My axiom 2 was meant to include decisions involving uncertainty, like Harsanyi's postulates but unlike Fleming's postulates. Sorry if I did not make that clear.
Your axioms being meant to include something doesn't mean that they include something! Your axioms do not imply Harsanyi's, and so your proof is fatally flawed.
Right now, Axiom 1 only means that each agent needs to individually have a scoring system for outcomes which satisfies the VNM axioms (basically, you can map outcomes to reals, and those reals encode probabilistic preferences). Axiom 2 is really weak, and Axiom 3 is really weak. My social utility of T satisfies Axioms 1, 2 and 3 for Alice, Bob, and Charlie:
Note that every agent is indifferent between W and W, and that every agent prefers Z to W. We compare the gambles pZ+(1-p)W and pW+(1-p)W, and note that T satisfies the property that the first gamble is preferred to the second gamble for arbitrarily small p (as the utility of the first gamble is p, and the utility of the second gamble is 0), and that T is indifferent between them for p=0.
T, of course, is not a linear combination of Alice, Bob, and Charlie's utility functions.
Is T a counterexample to your theorem? If not, why not?
T does not satisfy axiom 2 because Alice, Bob, and Charlie all prefer the gamble .5X+.5Y over W, but T is indifferent between .5X+.5Y and W. As I said, axiom 2 includes decisions under uncertainty. The VNM axioms don't even make a distinction between known outcomes and gambles, so I assumed that would be understood as the default.
Ah! I was interpreting "choice" as "outcome," rather than "probabilistic combination of outcomes," and with the latter interpretation axiom 2 becomes much stronger.
I still don't think it's strong enough, though: it appears to me that U still satisfies axiom 2, despite not being a linear combination of the utilities. As well, if I add Diana, who has utility (0,0,0,1), then T appears to serve as a social welfare function for Alice, Bob, Charlie, and Diana.
I should note that I suspect that's a general failure mode: take any utility function, and add an agent to the pool who has that utility function. That agent is now a candidate for the social welfare function, as it now satisfies the first two axioms and might satisfy the third. (Alternatively, appoint any agent already in the pool as the social welfare function; the first two axioms will be satisfied, and the third will be unchanged.)

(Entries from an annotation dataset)
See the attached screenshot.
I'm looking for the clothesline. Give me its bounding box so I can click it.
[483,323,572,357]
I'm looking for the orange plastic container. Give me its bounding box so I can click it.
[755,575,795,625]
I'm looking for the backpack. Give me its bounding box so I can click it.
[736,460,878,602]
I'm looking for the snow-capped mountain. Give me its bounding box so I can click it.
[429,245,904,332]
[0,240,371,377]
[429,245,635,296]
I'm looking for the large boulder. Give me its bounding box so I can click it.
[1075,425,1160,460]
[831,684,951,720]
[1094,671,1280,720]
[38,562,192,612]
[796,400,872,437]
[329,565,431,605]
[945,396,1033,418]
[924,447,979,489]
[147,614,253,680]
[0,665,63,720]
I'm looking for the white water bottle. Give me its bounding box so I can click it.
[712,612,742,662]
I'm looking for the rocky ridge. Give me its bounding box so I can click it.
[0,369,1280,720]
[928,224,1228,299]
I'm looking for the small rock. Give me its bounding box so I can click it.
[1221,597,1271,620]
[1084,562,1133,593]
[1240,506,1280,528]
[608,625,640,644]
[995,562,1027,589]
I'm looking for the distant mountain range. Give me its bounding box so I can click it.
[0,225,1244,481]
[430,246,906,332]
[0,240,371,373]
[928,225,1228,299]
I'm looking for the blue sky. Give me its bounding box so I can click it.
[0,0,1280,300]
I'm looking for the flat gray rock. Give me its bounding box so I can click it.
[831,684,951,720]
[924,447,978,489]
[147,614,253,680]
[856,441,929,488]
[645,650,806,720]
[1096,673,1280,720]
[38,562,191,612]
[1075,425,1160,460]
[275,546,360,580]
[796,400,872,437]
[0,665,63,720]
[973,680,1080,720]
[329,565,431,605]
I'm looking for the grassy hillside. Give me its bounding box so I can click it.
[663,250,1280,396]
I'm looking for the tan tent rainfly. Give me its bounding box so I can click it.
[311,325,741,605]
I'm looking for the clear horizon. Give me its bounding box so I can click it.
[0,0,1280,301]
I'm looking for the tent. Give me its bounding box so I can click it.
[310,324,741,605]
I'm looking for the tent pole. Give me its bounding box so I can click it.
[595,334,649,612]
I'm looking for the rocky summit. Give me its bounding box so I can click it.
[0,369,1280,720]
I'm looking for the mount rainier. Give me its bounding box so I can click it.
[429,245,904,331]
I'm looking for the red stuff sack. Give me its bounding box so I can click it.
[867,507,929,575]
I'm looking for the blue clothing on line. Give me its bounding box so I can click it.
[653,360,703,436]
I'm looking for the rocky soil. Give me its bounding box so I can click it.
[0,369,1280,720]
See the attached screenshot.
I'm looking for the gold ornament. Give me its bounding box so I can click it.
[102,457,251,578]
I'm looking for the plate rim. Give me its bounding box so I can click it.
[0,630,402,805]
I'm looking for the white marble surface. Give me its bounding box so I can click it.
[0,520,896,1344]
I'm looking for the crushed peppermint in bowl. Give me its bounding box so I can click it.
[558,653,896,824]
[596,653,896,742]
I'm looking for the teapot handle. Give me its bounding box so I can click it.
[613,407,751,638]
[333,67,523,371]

To do:
1. For each statement about the thread, answer yes or no and quote the thread's deciding words: (a) T fails axiom 2 because all three agents prefer the gamble .5X+.5Y over W while T is indifferent between them; (b) T is a linear combination of Alice, Bob, and Charlie's utility functions; (c) Diana's utility is given as (0,0,0,1).
2. Quote the thread word for word, beginning at the words "Ah! I was interpreting" and stopping after "becomes much stronger.".

Task solutions:
1.
(a) Yes: "T does not satisfy axiom 2 because Alice, Bob, and Charlie all prefer the gamble .5X+.5Y over W, but T is indifferent between .5X+.5Y and W."
(b) No: "T, of course, is not a linear combination of Alice, Bob, and Charlie's utility functions."
(c) Yes: "if I add Diana, who has utility (0,0,0,1)"

2.
Ah! I was interpreting "choice" as "outcome," rather than "probabilistic combination of outcomes," and with the latter interpretation axiom 2 becomes much stronger.